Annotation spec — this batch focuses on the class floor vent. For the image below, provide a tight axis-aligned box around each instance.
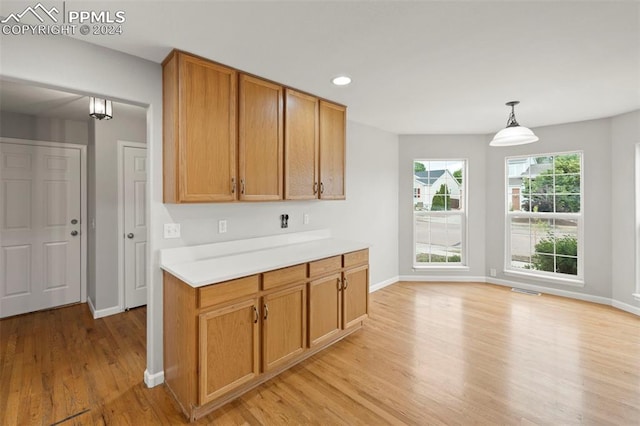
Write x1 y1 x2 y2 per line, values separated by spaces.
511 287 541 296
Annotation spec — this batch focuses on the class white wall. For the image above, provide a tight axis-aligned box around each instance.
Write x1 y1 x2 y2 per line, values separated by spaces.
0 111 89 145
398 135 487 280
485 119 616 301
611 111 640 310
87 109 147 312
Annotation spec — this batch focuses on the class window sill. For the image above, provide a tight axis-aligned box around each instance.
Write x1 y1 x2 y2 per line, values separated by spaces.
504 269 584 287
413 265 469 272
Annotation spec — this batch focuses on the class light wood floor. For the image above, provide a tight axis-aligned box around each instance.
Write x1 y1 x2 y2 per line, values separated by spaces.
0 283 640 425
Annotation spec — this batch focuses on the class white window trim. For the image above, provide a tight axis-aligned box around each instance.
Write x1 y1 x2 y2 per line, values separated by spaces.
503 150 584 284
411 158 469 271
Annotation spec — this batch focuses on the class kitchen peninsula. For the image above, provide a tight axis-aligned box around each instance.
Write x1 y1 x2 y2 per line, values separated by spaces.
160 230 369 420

****

▶ _WHAT IS BEING ASKED_
Copy all of the lines above exactly as they appear, leaving the picture out of your copy.

▶ _RESULT_
Annotation spec — this batch focuses on the class floor vent. For the image below, provide a tight axis-aligned box around each instance.
Write x1 y1 x2 y2 per line, values separated by spaces.
511 287 541 296
Annotation spec — this batch focuses on the class white wall. For the image above, provide a tight axis-aligned box around each instance.
Write x1 y1 x2 y2 per line, values separated by spaces.
0 111 89 145
398 135 487 280
485 119 616 301
611 111 640 310
87 109 147 312
Annotation spec — this batch focuses on the class window sill. For the image above, provide a tight axis-aligned box around each instance.
Write x1 y1 x2 y2 per line, values separated by spaces.
504 269 584 287
413 265 469 272
Annotation spec — this batch focuses on the class light wood floor. For the image above, provide a tight axis-aligned box around each instance.
Write x1 y1 x2 y2 per line, values separated by spaces.
0 283 640 425
Annotation spec — this batch focuses on the class white window trim. For the image above, provide a tight axis-aligned box around each instance.
Write x1 y1 x2 y2 per line, values separated by spaces.
503 150 584 284
411 158 469 271
Annotation spec — this batch focuses on the class kitchen peninsula. For the image above, provide a tight axis-aligned box around each instance.
Write x1 y1 x2 y2 per line, values separated by spaces.
160 230 369 420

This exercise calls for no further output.